REQUIRED TASK: Retype the material exactly, from the line containing "Task: locate the front wheel" through the line containing "x=120 y=176", with both of those lines included.

---- EXERCISE INPUT

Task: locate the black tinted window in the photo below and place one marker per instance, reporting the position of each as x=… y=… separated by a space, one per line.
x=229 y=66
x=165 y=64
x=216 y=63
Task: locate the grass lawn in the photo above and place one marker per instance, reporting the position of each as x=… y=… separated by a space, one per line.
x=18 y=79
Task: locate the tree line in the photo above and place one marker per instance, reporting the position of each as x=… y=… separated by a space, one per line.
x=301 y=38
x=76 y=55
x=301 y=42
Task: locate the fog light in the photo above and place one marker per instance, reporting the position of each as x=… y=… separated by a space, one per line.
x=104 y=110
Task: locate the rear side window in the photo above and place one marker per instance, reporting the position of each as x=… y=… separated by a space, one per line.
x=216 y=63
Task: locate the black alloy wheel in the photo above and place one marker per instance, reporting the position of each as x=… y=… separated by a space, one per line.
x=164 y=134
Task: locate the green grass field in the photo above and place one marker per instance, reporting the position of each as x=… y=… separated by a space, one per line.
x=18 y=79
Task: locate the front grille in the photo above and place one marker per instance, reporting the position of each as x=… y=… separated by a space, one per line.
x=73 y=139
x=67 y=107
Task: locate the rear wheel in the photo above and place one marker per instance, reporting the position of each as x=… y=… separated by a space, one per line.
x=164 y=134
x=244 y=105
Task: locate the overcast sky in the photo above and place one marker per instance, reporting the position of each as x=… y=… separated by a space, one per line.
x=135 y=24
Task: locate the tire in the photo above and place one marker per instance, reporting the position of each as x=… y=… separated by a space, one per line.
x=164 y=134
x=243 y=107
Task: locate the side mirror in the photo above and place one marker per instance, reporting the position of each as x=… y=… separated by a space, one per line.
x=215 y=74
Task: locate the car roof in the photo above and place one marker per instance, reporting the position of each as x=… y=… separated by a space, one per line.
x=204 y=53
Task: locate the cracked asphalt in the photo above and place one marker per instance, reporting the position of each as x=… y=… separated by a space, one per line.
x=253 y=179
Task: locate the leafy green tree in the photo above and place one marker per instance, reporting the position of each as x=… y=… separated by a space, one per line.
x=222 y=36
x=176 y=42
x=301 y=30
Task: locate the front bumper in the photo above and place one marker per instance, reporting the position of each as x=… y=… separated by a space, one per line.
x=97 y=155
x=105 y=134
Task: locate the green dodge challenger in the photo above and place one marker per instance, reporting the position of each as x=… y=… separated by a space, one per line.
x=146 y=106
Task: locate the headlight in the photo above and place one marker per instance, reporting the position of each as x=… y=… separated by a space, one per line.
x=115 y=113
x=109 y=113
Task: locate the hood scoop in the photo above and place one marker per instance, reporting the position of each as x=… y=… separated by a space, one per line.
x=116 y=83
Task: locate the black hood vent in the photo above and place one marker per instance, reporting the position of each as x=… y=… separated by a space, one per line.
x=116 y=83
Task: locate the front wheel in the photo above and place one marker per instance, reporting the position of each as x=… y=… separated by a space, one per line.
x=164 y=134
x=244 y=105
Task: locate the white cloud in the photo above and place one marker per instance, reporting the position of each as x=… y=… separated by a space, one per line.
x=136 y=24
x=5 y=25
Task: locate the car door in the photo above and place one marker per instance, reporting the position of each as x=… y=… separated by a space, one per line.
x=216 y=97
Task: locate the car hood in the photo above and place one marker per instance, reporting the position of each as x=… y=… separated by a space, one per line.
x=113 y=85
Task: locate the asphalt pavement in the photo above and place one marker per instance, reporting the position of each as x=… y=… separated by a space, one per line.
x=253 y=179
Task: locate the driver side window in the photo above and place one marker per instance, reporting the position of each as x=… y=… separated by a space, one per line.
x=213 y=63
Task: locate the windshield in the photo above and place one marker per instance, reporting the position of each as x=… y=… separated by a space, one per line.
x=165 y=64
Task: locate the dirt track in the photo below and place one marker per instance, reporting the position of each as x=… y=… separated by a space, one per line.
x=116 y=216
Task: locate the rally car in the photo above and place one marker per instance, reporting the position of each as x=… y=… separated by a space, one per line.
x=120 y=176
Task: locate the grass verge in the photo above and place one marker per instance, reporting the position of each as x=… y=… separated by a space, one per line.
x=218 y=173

--------

OUTPUT OF THE EXERCISE:
Task: locate the front wheel in the photo above and place one marker per instance, reporting the position of each as x=… y=… separated by a space, one per line.
x=164 y=134
x=244 y=105
Task: locate the white cloud in the photo above and place one marker per instance, reporting the position of each as x=… y=… separated by a space, one per line.
x=136 y=24
x=5 y=25
Task: locate the car door in the photo above and place one marker per instance, reporting the position of each as x=… y=… separated by a space, one per line.
x=216 y=97
Task: locate the car hood in the photo above and place one marker per instance, reporting the position of each as x=… y=… separated by a space, one per line.
x=113 y=85
Task: locate the asphalt pavement in the photo above and place one marker per instance, reporting the position of each as x=… y=… separated by a space, one per line.
x=253 y=179
Task: locate the driver side window in the photo above and place one marker per instance, reporting the position of each as x=… y=… separated by a space, one per line.
x=213 y=63
Task: locate the windshield in the photo above and place one marker per instance, reporting the position of each as x=… y=… separated by a space, one per line.
x=165 y=64
Task: locate the dirt track in the photo below and place one marker per instance, reporting the position of each as x=… y=… separated by a space, one per line.
x=116 y=216
Task: locate the rally car in the photo above and place one marker per instance, reporting the position of each as x=… y=… separated by a space, one per line.
x=120 y=176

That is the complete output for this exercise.